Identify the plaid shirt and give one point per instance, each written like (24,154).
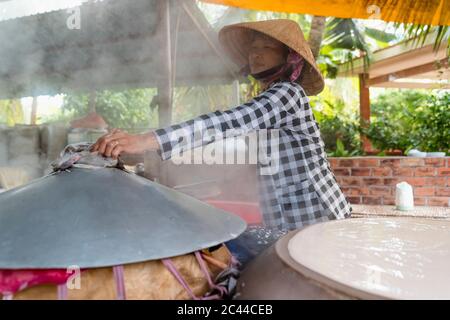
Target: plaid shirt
(304,189)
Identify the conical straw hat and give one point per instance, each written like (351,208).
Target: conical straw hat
(236,40)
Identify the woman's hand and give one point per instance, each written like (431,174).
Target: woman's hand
(117,142)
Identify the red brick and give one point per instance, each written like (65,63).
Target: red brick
(390,163)
(371,200)
(349,181)
(416,181)
(389,201)
(412,162)
(424,191)
(425,172)
(349,163)
(361,172)
(402,172)
(443,172)
(372,181)
(436,162)
(351,191)
(420,201)
(380,191)
(341,172)
(354,200)
(436,181)
(368,162)
(381,172)
(438,201)
(444,191)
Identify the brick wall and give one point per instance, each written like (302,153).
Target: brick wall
(372,180)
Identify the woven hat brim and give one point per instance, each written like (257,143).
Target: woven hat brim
(236,42)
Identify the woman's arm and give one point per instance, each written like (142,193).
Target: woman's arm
(271,109)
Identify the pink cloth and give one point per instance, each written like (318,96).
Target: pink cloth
(13,281)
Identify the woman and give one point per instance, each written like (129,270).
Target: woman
(303,190)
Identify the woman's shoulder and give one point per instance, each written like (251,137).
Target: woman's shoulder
(288,88)
(287,85)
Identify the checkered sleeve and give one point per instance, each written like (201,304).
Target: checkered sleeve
(271,109)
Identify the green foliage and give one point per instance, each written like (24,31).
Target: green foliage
(127,109)
(339,130)
(411,119)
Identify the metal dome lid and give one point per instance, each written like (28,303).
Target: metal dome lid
(104,217)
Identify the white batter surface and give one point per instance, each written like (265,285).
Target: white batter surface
(399,258)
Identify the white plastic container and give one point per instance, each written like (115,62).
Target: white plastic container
(404,197)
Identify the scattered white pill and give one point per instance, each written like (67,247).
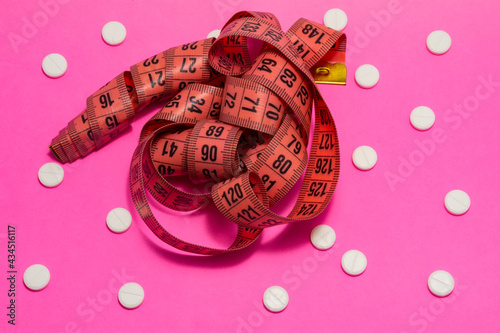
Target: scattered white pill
(422,118)
(441,283)
(51,174)
(36,277)
(354,262)
(367,76)
(323,237)
(114,33)
(275,299)
(54,65)
(438,42)
(131,295)
(457,202)
(364,157)
(214,33)
(119,220)
(335,18)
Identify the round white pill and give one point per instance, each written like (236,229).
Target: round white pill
(275,299)
(422,118)
(367,76)
(214,33)
(364,157)
(323,237)
(114,33)
(457,202)
(438,42)
(131,295)
(119,220)
(54,65)
(441,283)
(335,18)
(36,277)
(51,174)
(354,262)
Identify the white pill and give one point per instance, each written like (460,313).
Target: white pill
(323,237)
(354,262)
(54,65)
(457,202)
(364,157)
(114,33)
(438,42)
(335,18)
(275,299)
(119,220)
(367,76)
(422,118)
(131,295)
(441,283)
(36,277)
(51,174)
(214,33)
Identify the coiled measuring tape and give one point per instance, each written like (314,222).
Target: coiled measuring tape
(238,123)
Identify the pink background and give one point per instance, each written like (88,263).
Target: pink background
(400,224)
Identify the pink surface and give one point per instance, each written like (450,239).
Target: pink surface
(393,213)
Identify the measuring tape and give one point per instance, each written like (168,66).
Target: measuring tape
(238,125)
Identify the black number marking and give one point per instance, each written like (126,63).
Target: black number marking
(105,100)
(209,153)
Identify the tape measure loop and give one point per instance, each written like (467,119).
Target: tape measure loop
(247,140)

------

• GIVEN EXERCISE: Reproduce every row above with "Identify" swapped for "Locate" and nothing else altered, leaving out the pictures.

• WRITTEN SOLUTION:
Locate the plaid shirt and give one point per instance, each written like (24,154).
Target: plaid shirt
(304,189)
Locate the conical straw hat and give one point per instance, each written like (351,208).
Target: conical straw hat
(236,40)
Locate the woman's hand and give one point per instance, each written like (431,174).
Target: woman's hand
(117,142)
Locate the red brick and give one point per instance, each written like (65,63).
Target: red brick
(390,163)
(371,200)
(349,181)
(416,181)
(389,201)
(412,162)
(424,191)
(425,172)
(349,163)
(361,172)
(402,172)
(443,172)
(372,181)
(436,162)
(351,191)
(420,201)
(380,191)
(341,172)
(354,200)
(436,181)
(368,162)
(381,172)
(438,201)
(444,191)
Locate the brick wall and give one point per instance, each written like (302,153).
Target: brick wall
(372,180)
Locate the woven hat brim and give one point per instance, each written like (257,143).
Target: woven hat brim
(236,42)
Locate the woman's arm and give one point per instance, each written like (142,193).
Target: woman's arm
(271,109)
Locate the pink cloth and give one point per instance, each written like (318,96).
Target: pink cloth
(13,281)
Locate the woman and give one point per instance, each written like (129,270).
Target: woman
(303,190)
Locate the woman's shoulder and give one point per instance, each written like (251,137).
Target: woman's shoulder
(288,88)
(287,85)
Locate the checkered sleeve and give one point per instance, each written like (201,304).
Target: checkered sleeve
(271,109)
Locate the green foliage and give one point per instance, each written like (24,31).
Target: green foliage
(127,109)
(339,130)
(411,119)
Locate the metal dome lid and give one point per instance, each written like (28,303).
Target: metal dome lid
(104,217)
Locate the white batter surface and give one point per instance, each written like (265,285).
Target: white batter surface
(399,258)
Locate the white plastic container and give one point per instance, each written like (115,62).
Target: white plastic container
(404,197)
Locate the scattered white pill and give one point per instance, each written like (67,247).
Target: scattered white pill
(422,118)
(441,283)
(51,174)
(36,277)
(354,262)
(367,76)
(323,237)
(114,33)
(275,299)
(54,65)
(438,42)
(131,295)
(457,202)
(364,157)
(214,33)
(119,220)
(335,18)
Locate the round white pill and give one point per instance, each written like (236,229).
Target: round white pill
(275,299)
(422,118)
(367,76)
(214,33)
(364,157)
(323,237)
(114,33)
(457,202)
(438,42)
(131,295)
(119,220)
(54,65)
(441,283)
(335,18)
(36,277)
(51,174)
(354,262)
Locate the white pill and give one point per instance, each written like (460,313).
Target: white pill
(323,237)
(354,262)
(54,65)
(457,202)
(364,157)
(114,33)
(438,42)
(335,18)
(275,299)
(119,220)
(367,76)
(422,118)
(131,295)
(441,283)
(36,277)
(51,174)
(214,33)
Locate the coiled measuring tape and give one point per instance, each written like (314,222).
Target: coiled measuring tape
(238,123)
Locate the pink background and give one point per instance, each written like (88,263).
Target: pink background
(400,224)
Locate the pink surface and give one point per instance, each written like (450,239).
Target: pink surface
(393,213)
Locate the measuring tape and give one point per instance, each written like (168,66).
Target: measuring tape
(238,125)
Locate the black number marking and give one point per instance, each written like (126,63).
Target: black number marking
(105,100)
(209,153)
Locate the tape measure loop and give one point per instance, each written like (467,119).
Target: tape measure loop
(247,140)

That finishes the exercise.